▸ **Извлечённый текст**:
┌──

Сюжеты · Культура

Была ужасная пора

Зачем Алексей Бородин соединил Акунина, Булгакова и Пушкина

Марина Токарева , обозреватель
Фото: Михаил Гутерман
«Последние дни» называется премьерный спектакль Алексея Бородина на большой сцене РАМТа. В нем история — человека и страны — опрокидывается сама в себя, в свои корневые причины, заново себя осознает, двоясь, пересекаясь, создавая новые рифмы.
Спектакль объединяет, казалось, несоединимое — фрагменты пушкинского «Медного всадника», пьесы Булгакова «Последние дни», пьесы Бориса Акунина «Убить змееныша». Здесь работает обаяние простого приема, и умышленный, как город Петербург, спектакль с открытыми монтажными стыками неожиданно высекает искры крупного смысла.

└──

▸ **Исходные данные**:
┌──

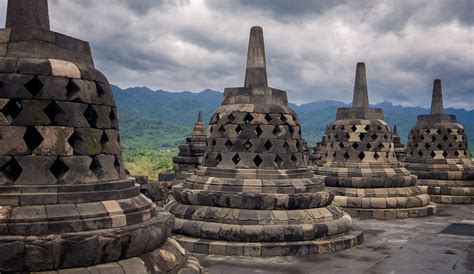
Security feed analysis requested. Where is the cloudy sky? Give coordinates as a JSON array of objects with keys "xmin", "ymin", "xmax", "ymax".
[{"xmin": 0, "ymin": 0, "xmax": 474, "ymax": 109}]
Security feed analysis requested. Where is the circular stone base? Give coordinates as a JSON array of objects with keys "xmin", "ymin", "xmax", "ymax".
[
  {"xmin": 429, "ymin": 194, "xmax": 474, "ymax": 204},
  {"xmin": 172, "ymin": 227, "xmax": 364, "ymax": 257},
  {"xmin": 30, "ymin": 239, "xmax": 205, "ymax": 274},
  {"xmin": 342, "ymin": 203, "xmax": 437, "ymax": 220}
]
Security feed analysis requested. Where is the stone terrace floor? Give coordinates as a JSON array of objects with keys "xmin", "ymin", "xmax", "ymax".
[{"xmin": 195, "ymin": 204, "xmax": 474, "ymax": 274}]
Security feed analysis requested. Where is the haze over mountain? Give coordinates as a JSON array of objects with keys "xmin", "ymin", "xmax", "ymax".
[{"xmin": 112, "ymin": 86, "xmax": 474, "ymax": 153}]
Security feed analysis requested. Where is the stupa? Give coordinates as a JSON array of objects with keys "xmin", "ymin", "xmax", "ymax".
[
  {"xmin": 173, "ymin": 111, "xmax": 207, "ymax": 179},
  {"xmin": 392, "ymin": 125, "xmax": 407, "ymax": 162},
  {"xmin": 165, "ymin": 27, "xmax": 362, "ymax": 256},
  {"xmin": 0, "ymin": 0, "xmax": 200, "ymax": 273},
  {"xmin": 315, "ymin": 63, "xmax": 436, "ymax": 219},
  {"xmin": 405, "ymin": 80, "xmax": 474, "ymax": 204}
]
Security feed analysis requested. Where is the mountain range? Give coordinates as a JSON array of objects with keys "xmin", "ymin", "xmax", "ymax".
[{"xmin": 112, "ymin": 86, "xmax": 474, "ymax": 154}]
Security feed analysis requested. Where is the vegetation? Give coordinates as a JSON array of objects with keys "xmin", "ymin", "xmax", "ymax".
[{"xmin": 112, "ymin": 87, "xmax": 474, "ymax": 178}]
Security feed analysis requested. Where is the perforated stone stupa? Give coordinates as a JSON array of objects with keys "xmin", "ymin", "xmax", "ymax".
[
  {"xmin": 166, "ymin": 27, "xmax": 362, "ymax": 256},
  {"xmin": 392, "ymin": 125, "xmax": 407, "ymax": 162},
  {"xmin": 173, "ymin": 112, "xmax": 207, "ymax": 179},
  {"xmin": 315, "ymin": 63, "xmax": 436, "ymax": 219},
  {"xmin": 406, "ymin": 80, "xmax": 474, "ymax": 204},
  {"xmin": 0, "ymin": 0, "xmax": 199, "ymax": 273}
]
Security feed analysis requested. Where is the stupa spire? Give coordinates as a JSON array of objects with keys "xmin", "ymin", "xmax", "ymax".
[
  {"xmin": 431, "ymin": 79, "xmax": 444, "ymax": 114},
  {"xmin": 245, "ymin": 26, "xmax": 268, "ymax": 87},
  {"xmin": 352, "ymin": 63, "xmax": 369, "ymax": 108},
  {"xmin": 5, "ymin": 0, "xmax": 49, "ymax": 30},
  {"xmin": 197, "ymin": 111, "xmax": 202, "ymax": 123}
]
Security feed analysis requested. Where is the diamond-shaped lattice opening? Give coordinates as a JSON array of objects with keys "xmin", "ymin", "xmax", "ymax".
[
  {"xmin": 374, "ymin": 152, "xmax": 380, "ymax": 160},
  {"xmin": 23, "ymin": 127, "xmax": 44, "ymax": 151},
  {"xmin": 273, "ymin": 154, "xmax": 283, "ymax": 167},
  {"xmin": 89, "ymin": 158, "xmax": 102, "ymax": 175},
  {"xmin": 43, "ymin": 101, "xmax": 64, "ymax": 122},
  {"xmin": 254, "ymin": 126, "xmax": 263, "ymax": 137},
  {"xmin": 84, "ymin": 106, "xmax": 99, "ymax": 127},
  {"xmin": 66, "ymin": 80, "xmax": 81, "ymax": 100},
  {"xmin": 244, "ymin": 113, "xmax": 253, "ymax": 124},
  {"xmin": 95, "ymin": 83, "xmax": 105, "ymax": 97},
  {"xmin": 235, "ymin": 126, "xmax": 243, "ymax": 135},
  {"xmin": 49, "ymin": 158, "xmax": 69, "ymax": 180},
  {"xmin": 2, "ymin": 100, "xmax": 23, "ymax": 124},
  {"xmin": 263, "ymin": 140, "xmax": 273, "ymax": 150},
  {"xmin": 283, "ymin": 141, "xmax": 290, "ymax": 150},
  {"xmin": 291, "ymin": 154, "xmax": 298, "ymax": 163},
  {"xmin": 24, "ymin": 77, "xmax": 44, "ymax": 97},
  {"xmin": 67, "ymin": 132, "xmax": 81, "ymax": 148},
  {"xmin": 232, "ymin": 154, "xmax": 240, "ymax": 165},
  {"xmin": 272, "ymin": 126, "xmax": 281, "ymax": 136},
  {"xmin": 224, "ymin": 140, "xmax": 234, "ymax": 150},
  {"xmin": 253, "ymin": 154, "xmax": 263, "ymax": 167},
  {"xmin": 265, "ymin": 113, "xmax": 272, "ymax": 123},
  {"xmin": 100, "ymin": 130, "xmax": 109, "ymax": 145},
  {"xmin": 227, "ymin": 113, "xmax": 235, "ymax": 123},
  {"xmin": 215, "ymin": 153, "xmax": 222, "ymax": 164},
  {"xmin": 1, "ymin": 158, "xmax": 23, "ymax": 182},
  {"xmin": 244, "ymin": 140, "xmax": 253, "ymax": 151}
]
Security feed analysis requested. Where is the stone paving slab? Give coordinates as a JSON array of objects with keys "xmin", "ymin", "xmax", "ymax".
[{"xmin": 196, "ymin": 205, "xmax": 474, "ymax": 274}]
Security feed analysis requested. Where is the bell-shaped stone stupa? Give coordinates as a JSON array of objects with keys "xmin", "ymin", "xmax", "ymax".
[
  {"xmin": 315, "ymin": 63, "xmax": 436, "ymax": 219},
  {"xmin": 0, "ymin": 0, "xmax": 200, "ymax": 273},
  {"xmin": 173, "ymin": 112, "xmax": 207, "ymax": 179},
  {"xmin": 405, "ymin": 80, "xmax": 474, "ymax": 204},
  {"xmin": 166, "ymin": 27, "xmax": 362, "ymax": 256}
]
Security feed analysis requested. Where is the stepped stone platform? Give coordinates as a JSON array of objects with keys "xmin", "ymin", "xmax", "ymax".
[
  {"xmin": 0, "ymin": 0, "xmax": 201, "ymax": 273},
  {"xmin": 173, "ymin": 112, "xmax": 207, "ymax": 179},
  {"xmin": 195, "ymin": 204, "xmax": 474, "ymax": 274},
  {"xmin": 405, "ymin": 80, "xmax": 474, "ymax": 204},
  {"xmin": 165, "ymin": 27, "xmax": 363, "ymax": 256},
  {"xmin": 314, "ymin": 63, "xmax": 436, "ymax": 219}
]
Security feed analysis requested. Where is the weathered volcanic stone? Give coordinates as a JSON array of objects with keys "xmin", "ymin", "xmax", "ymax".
[
  {"xmin": 0, "ymin": 0, "xmax": 201, "ymax": 273},
  {"xmin": 173, "ymin": 112, "xmax": 207, "ymax": 179},
  {"xmin": 392, "ymin": 125, "xmax": 407, "ymax": 162},
  {"xmin": 165, "ymin": 27, "xmax": 362, "ymax": 256},
  {"xmin": 405, "ymin": 80, "xmax": 474, "ymax": 204},
  {"xmin": 314, "ymin": 63, "xmax": 436, "ymax": 219}
]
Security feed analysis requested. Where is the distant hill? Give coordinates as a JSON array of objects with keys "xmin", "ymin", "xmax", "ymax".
[{"xmin": 112, "ymin": 86, "xmax": 474, "ymax": 153}]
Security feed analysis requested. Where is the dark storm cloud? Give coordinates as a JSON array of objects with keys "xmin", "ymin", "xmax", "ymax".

└──

▸ **Что нужно сделать**:
- 1) Как называется премьерный спектакль Алексея Бородина на большой сцене РАМТа, согласно тексту о спектакле?
- 2) Допишите следующий абзац текста о спектакле.
Этот материал никак не связан с текстом о спектакле.

▸ **Ответы**:
- 1) «Последние дни».

- 2)
Стержень действа — фигура Петра 1.
«Медный всадник» возникает сразу, прологом: из зала выходят три человека: Павел Хрулев в кафтане, Максим Керин в крылатке, Дмитрий Кривощапов в куртке. Стих звучит от лица трех эпох — той, в которой Петр жил, той, в которой сделался легендой, и той, в которой эхо его личности все еще прокатывается над «потрясенной мостовой» страны. Пушкинский стих входит в зал острой и светлой Адмиралтейской иглой, звучит поперек ожиданиям.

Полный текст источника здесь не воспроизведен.